EXERCISE AIM: Starting at the line that holds "[locate] asphalt surface", copy every line exactly through the end of the data, and no others.

RECORDED INFORMATION:
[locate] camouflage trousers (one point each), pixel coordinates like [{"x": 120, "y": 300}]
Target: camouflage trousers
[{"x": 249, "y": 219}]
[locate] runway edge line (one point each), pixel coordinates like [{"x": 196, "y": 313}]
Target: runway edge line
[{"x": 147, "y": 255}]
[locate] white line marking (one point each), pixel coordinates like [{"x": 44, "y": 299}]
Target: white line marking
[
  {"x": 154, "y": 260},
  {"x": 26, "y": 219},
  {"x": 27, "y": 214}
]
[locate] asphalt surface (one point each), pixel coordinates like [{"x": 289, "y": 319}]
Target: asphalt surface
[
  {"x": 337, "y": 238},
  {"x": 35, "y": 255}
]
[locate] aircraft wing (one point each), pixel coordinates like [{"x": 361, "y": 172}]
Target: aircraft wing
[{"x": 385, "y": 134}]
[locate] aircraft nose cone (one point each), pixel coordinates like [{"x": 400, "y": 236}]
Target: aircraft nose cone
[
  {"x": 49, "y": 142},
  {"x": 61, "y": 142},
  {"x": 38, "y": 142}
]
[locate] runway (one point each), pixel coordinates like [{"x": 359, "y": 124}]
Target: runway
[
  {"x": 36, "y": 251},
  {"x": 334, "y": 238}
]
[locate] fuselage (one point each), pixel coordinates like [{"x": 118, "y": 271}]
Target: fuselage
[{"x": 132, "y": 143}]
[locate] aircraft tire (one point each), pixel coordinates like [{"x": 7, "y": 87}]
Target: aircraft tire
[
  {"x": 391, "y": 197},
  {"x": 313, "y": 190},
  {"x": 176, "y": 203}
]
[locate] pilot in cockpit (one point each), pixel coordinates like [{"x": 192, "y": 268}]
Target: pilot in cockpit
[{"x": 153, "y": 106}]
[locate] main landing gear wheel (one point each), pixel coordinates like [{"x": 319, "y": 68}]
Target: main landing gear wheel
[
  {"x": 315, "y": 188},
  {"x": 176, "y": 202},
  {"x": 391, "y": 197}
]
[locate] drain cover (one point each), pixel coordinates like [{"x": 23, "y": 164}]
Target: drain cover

RESPONSE:
[locate] asphalt surface (one point each), pixel coordinates like [{"x": 289, "y": 319}]
Target: asphalt surface
[
  {"x": 337, "y": 238},
  {"x": 35, "y": 255}
]
[locate] aircraft wing (one point each), pixel coordinates like [{"x": 361, "y": 172}]
Target: aircraft wing
[{"x": 385, "y": 134}]
[locate] aircraft nose cone (one point each), pixel coordinates like [{"x": 400, "y": 236}]
Target: aircraft nose cone
[
  {"x": 49, "y": 142},
  {"x": 61, "y": 142},
  {"x": 38, "y": 142}
]
[locate] runway (one point each), pixel coordinates like [{"x": 359, "y": 124}]
Target: runway
[
  {"x": 36, "y": 251},
  {"x": 334, "y": 238}
]
[locate] fuselage (one point each), pixel coordinates like [{"x": 118, "y": 271}]
Target: fuselage
[{"x": 132, "y": 143}]
[locate] aircraft tire (one point each), pixel coordinates like [{"x": 7, "y": 87}]
Target: aircraft tire
[
  {"x": 391, "y": 197},
  {"x": 313, "y": 190},
  {"x": 176, "y": 203}
]
[locate] pilot in cockpit (one point each), pixel coordinates like [{"x": 192, "y": 268}]
Target: pilot in cockpit
[{"x": 153, "y": 106}]
[locate] main landing gear wheel (one point each), pixel coordinates like [{"x": 319, "y": 68}]
Target: main landing gear wheel
[
  {"x": 315, "y": 188},
  {"x": 176, "y": 202},
  {"x": 391, "y": 197}
]
[locate] drain cover (one point each), pixel coordinates like [{"x": 23, "y": 164}]
Target: drain cover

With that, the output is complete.